→ **What is expected**:
Can you write out the items again, starting with the line containing "Phrase: white gladiolus" and going on through the line containing "Phrase: silhouetted tree", swapping "chrysanthemum" for "daisy" and leaving everything else unchanged?

→ **Exercise materials**:
-=-=-=-=-
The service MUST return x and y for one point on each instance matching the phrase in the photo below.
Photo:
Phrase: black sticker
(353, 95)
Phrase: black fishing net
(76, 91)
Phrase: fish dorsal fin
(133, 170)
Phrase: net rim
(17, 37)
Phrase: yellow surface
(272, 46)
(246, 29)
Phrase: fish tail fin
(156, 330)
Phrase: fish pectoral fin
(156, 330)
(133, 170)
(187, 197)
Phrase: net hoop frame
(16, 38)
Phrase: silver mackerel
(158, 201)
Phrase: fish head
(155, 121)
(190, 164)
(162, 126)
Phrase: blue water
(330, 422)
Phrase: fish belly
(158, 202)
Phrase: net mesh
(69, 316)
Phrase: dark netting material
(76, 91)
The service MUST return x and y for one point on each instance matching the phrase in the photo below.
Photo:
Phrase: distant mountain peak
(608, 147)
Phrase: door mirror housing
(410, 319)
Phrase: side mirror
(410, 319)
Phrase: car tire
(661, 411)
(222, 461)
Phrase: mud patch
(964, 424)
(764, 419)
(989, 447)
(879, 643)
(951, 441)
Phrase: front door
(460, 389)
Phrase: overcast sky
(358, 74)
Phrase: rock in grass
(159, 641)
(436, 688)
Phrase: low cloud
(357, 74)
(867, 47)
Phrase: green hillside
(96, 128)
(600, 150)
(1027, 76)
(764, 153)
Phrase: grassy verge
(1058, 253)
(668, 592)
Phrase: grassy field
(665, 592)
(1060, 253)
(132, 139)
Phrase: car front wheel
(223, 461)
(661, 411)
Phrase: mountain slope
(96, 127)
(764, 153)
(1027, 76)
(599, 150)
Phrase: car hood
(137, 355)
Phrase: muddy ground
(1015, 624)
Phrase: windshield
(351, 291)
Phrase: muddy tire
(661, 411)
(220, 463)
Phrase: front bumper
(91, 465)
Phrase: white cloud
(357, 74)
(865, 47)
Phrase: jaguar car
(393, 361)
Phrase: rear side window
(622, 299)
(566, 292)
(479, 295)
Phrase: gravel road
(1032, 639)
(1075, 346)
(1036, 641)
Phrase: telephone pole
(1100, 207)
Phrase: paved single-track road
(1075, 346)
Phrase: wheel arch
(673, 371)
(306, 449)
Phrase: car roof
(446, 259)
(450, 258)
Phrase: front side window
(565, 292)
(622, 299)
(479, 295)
-=-=-=-=-
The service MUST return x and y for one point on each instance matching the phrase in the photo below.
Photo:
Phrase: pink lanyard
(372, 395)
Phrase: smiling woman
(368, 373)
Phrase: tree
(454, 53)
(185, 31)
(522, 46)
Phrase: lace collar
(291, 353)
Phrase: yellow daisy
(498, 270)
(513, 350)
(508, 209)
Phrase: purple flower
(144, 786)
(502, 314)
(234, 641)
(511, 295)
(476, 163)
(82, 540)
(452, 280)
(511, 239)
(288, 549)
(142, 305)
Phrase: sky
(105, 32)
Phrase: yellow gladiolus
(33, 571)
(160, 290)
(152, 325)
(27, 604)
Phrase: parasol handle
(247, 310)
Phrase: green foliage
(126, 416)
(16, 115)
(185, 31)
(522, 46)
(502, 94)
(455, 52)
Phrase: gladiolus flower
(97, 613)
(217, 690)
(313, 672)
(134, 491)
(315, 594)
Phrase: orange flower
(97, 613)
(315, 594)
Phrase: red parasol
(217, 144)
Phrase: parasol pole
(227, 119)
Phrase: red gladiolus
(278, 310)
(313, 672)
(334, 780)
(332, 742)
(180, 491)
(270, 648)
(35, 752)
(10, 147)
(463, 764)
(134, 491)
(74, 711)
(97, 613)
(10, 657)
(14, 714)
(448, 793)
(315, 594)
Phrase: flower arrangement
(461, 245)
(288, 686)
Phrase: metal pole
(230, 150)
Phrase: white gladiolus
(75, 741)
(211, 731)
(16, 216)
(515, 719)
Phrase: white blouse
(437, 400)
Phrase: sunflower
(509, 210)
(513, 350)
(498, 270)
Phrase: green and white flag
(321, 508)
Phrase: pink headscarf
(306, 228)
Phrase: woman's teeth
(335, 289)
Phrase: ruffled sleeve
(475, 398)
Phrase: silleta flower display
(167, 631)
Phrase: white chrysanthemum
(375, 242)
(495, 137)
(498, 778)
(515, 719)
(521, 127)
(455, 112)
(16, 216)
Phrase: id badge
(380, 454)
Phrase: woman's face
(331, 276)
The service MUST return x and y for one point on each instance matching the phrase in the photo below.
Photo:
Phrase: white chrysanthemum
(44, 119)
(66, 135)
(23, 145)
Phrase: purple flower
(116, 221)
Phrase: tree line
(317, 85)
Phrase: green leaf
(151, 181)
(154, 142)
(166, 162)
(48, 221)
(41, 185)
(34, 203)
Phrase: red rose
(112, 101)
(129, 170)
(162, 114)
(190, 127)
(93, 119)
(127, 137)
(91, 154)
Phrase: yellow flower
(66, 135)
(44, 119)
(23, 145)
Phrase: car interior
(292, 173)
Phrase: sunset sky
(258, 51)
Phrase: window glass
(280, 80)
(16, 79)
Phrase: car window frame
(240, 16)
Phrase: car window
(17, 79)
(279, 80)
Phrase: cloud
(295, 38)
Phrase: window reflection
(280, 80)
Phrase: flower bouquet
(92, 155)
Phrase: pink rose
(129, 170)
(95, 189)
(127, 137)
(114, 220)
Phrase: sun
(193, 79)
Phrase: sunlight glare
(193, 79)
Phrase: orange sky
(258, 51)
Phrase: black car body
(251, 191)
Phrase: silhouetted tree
-=-=-=-=-
→ **Exercise result**:
Phrase: white gladiolus
(75, 741)
(211, 731)
(16, 216)
(515, 719)
Phrase: white blouse
(437, 400)
Phrase: sunflower
(509, 210)
(513, 350)
(498, 270)
Phrase: green and white flag
(321, 508)
Phrase: pink headscarf
(306, 228)
Phrase: woman's teeth
(335, 289)
Phrase: ruffled sleeve
(475, 398)
Phrase: silleta flower display
(167, 631)
Phrase: white daisy
(375, 242)
(495, 137)
(498, 778)
(515, 719)
(521, 127)
(455, 112)
(16, 216)
Phrase: id badge
(380, 454)
Phrase: woman's face
(331, 276)
The service MUST return x and y for one point on each instance matching the phrase in the photo below.
Photo:
Phrase: white daisy
(44, 119)
(66, 135)
(23, 145)
Phrase: purple flower
(116, 221)
Phrase: tree line
(317, 85)
Phrase: green leaf
(151, 181)
(154, 142)
(166, 162)
(48, 221)
(41, 185)
(34, 203)
Phrase: red rose
(112, 101)
(129, 170)
(162, 114)
(190, 127)
(93, 119)
(127, 137)
(91, 154)
Phrase: yellow flower
(66, 135)
(44, 119)
(23, 145)
Phrase: car interior
(292, 173)
Phrase: sunset sky
(258, 51)
Phrase: window glass
(280, 80)
(16, 79)
Phrase: car window frame
(240, 16)
Phrase: car window
(17, 79)
(279, 80)
Phrase: cloud
(295, 38)
Phrase: window reflection
(280, 80)
Phrase: flower bouquet
(92, 155)
Phrase: pink rose
(129, 170)
(95, 189)
(127, 137)
(114, 220)
Phrase: sun
(193, 79)
Phrase: sunlight glare
(193, 79)
Phrase: orange sky
(258, 51)
Phrase: black car body
(251, 191)
Phrase: silhouetted tree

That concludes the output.